__TASK PROMPT__
Please make an exact transcription of all the data that follows.

(Data records)
###

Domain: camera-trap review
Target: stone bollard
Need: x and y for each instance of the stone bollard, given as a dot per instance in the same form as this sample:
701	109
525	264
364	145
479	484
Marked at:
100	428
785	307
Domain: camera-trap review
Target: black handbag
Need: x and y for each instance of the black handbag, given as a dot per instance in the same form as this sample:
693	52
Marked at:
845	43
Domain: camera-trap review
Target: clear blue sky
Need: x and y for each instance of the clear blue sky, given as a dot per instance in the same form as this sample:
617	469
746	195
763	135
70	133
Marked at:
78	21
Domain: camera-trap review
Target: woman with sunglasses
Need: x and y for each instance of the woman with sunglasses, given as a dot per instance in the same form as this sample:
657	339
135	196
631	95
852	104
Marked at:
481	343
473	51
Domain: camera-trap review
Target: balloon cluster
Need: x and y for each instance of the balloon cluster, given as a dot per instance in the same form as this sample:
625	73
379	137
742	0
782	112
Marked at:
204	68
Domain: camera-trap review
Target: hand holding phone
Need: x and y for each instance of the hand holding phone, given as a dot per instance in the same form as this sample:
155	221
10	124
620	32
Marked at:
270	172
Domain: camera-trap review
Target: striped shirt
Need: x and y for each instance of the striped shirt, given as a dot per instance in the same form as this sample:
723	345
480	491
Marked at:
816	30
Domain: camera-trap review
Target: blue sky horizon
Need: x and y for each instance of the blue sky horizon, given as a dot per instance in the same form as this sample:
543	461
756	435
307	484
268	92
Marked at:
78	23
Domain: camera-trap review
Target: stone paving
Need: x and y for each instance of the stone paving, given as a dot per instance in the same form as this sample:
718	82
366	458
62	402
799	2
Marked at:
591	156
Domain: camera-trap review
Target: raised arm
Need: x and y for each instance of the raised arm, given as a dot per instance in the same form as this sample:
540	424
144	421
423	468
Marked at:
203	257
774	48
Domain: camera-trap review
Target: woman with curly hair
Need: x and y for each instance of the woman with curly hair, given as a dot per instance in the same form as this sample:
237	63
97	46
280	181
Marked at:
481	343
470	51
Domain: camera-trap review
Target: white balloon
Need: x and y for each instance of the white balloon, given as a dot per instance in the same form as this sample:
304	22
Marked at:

###

__WRITTEN RESPONSE__
Domain: camera-trap review
Target: stone bollard
Need: x and y for each instance of the stone bollard, given as a dot per instance in the same form as this sample:
701	109
525	264
364	145
479	484
Marked at:
100	428
785	307
Domain: camera-trap review
Target: black handbag
Need: x and y for each instance of the black handbag, given as a dot per instance in the same form as this sample:
693	52
Marked at:
845	43
Domain: camera-trap review
Target: clear blue sky
Need: x and y for each instance of the clear blue sky, given as a dot per instance in the same form as this sample:
617	469
746	195
763	135
70	133
Marked at:
78	21
Domain: camera-trap review
Target: woman with sunglasses
Need: x and y for each instance of the woman with sunglasses, given as a dot per instance in the same form as this sample:
657	339
135	196
631	95
852	104
Marked at:
481	343
473	51
Domain: camera-trap review
Target: balloon cluster
Need: x and y for each instance of the balloon cluster, given as a dot per instance in the same form as this sample:
625	73
379	137
742	0
782	112
Marked at:
204	68
Domain: camera-trap review
Target: hand holding phone
Need: x and y for each instance of the hand holding phone, given as a dot per instance in the same form as this sample:
155	221
10	124
620	32
Marked at:
270	172
Domain: camera-trap review
Target: striped shirt
Need: x and y for each instance of the striped shirt, given as a dot per instance in the same form as this sample:
723	345
480	491
Marked at:
816	30
Domain: camera-trap review
Target: blue sky horizon
Need: x and y for each instance of the blue sky horizon, given as a dot per instance in the same form as this sample:
543	461
756	435
307	484
268	92
Marked at:
78	23
Domain: camera-trap review
Target: stone paving
Need: x and y for each instance of the stone paving, given as a dot per instance in the same form as this sample:
718	82
366	458
62	402
799	2
Marked at:
591	156
Domain: camera-trap review
Target: raised arm
Need: x and y for each instance of the raised arm, given as a dot per instance in the same form as this sample:
540	424
144	421
423	468
Marked at:
203	257
774	48
Domain: camera-trap review
Target: woman with curly hair
Need: x and y for each instance of the woman with curly hair, given as a dot per instance in the same form as this sample:
237	63
97	46
280	181
Marked at:
481	343
470	51
Domain: camera-trap review
Target: white balloon
Need: x and y for each instance of the white balloon, given as a dot per instance in the same form as this sample:
304	22
Marked at:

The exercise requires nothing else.